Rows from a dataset
----

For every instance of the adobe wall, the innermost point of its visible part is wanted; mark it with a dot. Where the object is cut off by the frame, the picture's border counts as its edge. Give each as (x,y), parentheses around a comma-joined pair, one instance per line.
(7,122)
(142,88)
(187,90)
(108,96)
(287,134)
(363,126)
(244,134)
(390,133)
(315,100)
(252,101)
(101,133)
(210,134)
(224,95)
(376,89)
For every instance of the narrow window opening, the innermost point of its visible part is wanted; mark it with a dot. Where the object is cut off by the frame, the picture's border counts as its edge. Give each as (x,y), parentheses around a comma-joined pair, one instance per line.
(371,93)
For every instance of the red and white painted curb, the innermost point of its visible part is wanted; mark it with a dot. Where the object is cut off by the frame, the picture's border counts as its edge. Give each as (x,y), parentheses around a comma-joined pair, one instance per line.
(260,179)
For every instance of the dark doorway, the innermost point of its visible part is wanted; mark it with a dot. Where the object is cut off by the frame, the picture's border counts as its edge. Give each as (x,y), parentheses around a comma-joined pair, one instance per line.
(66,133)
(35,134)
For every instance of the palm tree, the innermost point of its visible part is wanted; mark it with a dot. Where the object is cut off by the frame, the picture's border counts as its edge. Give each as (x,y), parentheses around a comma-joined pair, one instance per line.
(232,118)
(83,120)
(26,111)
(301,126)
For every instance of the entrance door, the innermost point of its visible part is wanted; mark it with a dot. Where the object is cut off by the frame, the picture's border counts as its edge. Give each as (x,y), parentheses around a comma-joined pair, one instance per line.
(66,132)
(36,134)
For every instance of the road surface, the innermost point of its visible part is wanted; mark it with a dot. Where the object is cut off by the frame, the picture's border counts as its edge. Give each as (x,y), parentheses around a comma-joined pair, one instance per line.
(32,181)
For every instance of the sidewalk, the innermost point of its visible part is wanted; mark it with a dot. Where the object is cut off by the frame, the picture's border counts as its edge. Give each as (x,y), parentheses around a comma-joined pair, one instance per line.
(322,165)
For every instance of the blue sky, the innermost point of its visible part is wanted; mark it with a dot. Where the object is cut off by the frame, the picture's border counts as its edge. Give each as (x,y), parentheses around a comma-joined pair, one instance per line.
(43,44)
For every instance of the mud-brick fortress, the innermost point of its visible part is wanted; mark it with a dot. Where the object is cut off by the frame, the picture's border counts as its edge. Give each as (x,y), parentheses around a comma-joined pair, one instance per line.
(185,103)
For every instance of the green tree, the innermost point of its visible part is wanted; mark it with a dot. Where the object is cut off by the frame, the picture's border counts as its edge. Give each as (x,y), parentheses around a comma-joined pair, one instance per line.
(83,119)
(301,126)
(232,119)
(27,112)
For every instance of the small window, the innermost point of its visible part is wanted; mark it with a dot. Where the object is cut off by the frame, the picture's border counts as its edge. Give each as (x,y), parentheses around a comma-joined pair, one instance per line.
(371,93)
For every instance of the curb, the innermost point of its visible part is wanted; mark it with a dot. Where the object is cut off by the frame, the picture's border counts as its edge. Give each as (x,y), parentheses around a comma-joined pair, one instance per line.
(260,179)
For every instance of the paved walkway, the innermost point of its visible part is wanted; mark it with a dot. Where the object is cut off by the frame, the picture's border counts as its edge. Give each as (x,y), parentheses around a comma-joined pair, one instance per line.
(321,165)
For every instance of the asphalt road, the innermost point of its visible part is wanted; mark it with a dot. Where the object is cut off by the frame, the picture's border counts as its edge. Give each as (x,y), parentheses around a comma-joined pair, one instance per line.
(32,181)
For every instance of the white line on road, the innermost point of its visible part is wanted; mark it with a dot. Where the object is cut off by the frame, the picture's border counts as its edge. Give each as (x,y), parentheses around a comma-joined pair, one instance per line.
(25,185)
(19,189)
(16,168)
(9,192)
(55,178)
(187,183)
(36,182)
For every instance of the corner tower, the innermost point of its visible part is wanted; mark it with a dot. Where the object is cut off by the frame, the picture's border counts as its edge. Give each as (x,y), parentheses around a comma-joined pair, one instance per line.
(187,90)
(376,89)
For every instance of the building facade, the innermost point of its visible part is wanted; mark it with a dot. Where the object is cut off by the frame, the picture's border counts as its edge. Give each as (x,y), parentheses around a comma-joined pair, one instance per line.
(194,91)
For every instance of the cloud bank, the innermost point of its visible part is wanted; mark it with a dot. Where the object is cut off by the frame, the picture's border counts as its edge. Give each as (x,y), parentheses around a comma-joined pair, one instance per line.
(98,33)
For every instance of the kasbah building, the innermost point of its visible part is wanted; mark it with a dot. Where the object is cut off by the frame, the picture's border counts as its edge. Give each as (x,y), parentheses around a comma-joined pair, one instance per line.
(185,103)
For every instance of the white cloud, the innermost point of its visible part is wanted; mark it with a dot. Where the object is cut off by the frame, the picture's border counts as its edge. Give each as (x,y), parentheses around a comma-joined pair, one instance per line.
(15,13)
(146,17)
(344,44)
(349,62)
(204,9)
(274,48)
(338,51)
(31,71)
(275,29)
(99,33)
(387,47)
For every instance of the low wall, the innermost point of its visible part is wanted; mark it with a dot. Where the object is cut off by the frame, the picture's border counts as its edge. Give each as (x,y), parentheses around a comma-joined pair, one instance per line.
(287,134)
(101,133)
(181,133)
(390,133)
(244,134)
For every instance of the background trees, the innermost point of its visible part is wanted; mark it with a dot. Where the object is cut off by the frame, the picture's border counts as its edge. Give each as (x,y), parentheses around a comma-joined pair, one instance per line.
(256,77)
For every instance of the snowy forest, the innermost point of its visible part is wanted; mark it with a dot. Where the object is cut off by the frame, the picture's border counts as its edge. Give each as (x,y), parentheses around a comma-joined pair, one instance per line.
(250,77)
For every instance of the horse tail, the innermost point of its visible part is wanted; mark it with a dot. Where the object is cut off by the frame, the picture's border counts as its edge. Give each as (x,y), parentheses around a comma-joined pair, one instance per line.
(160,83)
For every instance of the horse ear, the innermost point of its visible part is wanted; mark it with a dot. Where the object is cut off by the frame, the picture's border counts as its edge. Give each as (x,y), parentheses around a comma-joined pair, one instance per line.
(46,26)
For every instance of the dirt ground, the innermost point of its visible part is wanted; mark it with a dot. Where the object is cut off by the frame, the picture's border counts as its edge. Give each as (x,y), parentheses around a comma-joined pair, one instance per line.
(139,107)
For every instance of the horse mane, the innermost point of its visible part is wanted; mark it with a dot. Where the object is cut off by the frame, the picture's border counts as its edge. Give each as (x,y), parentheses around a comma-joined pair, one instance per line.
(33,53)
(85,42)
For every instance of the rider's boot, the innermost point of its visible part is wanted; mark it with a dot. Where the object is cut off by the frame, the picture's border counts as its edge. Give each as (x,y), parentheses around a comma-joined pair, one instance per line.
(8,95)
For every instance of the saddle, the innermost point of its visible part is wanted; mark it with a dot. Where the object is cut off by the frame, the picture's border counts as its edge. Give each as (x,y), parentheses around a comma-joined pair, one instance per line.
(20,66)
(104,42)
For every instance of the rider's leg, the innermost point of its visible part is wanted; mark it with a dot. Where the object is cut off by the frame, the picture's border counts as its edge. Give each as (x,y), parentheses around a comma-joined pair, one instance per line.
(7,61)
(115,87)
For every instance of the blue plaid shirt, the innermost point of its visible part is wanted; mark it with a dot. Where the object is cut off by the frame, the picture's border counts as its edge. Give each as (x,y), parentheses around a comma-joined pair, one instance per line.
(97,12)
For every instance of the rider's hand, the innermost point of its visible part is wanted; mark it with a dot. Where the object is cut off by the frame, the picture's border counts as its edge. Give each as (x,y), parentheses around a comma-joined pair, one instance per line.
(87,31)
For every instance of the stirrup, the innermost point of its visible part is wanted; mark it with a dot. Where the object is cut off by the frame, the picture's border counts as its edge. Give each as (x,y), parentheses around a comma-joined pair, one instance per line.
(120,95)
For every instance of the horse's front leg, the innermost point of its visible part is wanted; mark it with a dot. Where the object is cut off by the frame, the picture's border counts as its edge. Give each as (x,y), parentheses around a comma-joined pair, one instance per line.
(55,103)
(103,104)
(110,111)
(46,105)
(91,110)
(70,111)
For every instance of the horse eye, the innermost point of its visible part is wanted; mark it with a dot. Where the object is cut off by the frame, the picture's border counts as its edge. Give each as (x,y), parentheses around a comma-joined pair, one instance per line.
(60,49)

----

▸ **Goal**:
Rewrite the rows starting at the line that contains "For every instance of the rider's hand, the" and ending at the last row, substituting "saddle" for "stirrup" and keeping everything else the same.

▸ **The response**:
For every instance of the rider's hand, the innermost point of its visible part is wanted; mark it with a dot. Where the object is cut off by the frame, the picture's border counts as its edge. Give each as (x,y), parentheses around a comma-joined pair, one instance per line.
(87,31)
For every instance of the saddle, the innermost point of its visible part is wanted; mark it with a dot. Where the object is cut off by the frame, the picture's border counts as its edge. Give each as (x,y), parentheses around a comma-joined pair, one instance per line.
(120,95)
For every instance of the horse's front leg, the innermost point of its visible part is wanted; mark it with a dot. Where the object is cut off by the frame, the picture's border counts as its edge. Give each as (x,y), parentheses around a comma-joined pair, one instance per line.
(55,103)
(103,104)
(110,111)
(46,105)
(91,110)
(70,111)
For every instance of the horse eye, the innermost point of its visible part is wanted; mark it with a dot. Where the object is cut off by the frame, the picture's border counts as its edge. Give each as (x,y), parentheses around a comma-joined pair, one instance per line.
(60,49)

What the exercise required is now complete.